--- START Recorded information ---

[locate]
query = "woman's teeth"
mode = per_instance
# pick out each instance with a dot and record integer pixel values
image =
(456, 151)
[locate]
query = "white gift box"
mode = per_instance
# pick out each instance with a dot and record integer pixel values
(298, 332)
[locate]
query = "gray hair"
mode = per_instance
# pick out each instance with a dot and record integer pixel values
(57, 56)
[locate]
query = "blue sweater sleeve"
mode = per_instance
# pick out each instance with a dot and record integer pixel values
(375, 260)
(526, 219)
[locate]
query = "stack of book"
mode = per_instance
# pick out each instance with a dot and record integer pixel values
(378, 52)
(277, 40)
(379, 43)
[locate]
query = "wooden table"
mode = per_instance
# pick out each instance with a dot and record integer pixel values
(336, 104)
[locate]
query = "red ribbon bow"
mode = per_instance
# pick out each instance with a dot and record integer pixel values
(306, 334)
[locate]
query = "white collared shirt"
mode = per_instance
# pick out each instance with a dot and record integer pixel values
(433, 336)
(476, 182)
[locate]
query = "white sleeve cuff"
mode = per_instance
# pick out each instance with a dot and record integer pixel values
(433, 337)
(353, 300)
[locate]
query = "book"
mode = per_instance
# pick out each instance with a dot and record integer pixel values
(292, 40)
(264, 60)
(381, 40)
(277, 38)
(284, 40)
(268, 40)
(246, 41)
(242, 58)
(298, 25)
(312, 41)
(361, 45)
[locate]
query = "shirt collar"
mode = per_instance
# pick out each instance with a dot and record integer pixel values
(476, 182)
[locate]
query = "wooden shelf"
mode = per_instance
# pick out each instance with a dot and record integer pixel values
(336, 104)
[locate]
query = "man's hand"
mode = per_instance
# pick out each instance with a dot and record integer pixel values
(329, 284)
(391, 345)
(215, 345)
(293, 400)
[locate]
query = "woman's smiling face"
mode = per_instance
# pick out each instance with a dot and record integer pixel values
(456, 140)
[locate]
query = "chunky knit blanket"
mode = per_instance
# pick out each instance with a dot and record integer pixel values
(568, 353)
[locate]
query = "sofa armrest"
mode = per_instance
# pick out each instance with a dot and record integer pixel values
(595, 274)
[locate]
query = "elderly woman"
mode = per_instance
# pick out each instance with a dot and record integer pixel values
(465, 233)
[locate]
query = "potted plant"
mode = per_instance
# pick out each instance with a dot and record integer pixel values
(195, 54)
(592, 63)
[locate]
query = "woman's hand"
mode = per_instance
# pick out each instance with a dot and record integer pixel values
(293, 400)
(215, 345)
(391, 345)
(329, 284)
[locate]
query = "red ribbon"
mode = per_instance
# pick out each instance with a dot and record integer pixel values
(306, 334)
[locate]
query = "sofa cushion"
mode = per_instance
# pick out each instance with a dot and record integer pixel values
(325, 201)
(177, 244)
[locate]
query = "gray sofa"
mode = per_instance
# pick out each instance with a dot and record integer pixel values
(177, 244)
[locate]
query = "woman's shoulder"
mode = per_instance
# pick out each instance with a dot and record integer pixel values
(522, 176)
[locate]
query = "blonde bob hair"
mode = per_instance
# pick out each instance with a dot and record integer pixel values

--- END Recorded information ---

Find each line in the items above that contains the word "sleeve" and copy those lines out. Case counts.

query = "blue sweater sleeve"
query = "white sleeve cuff"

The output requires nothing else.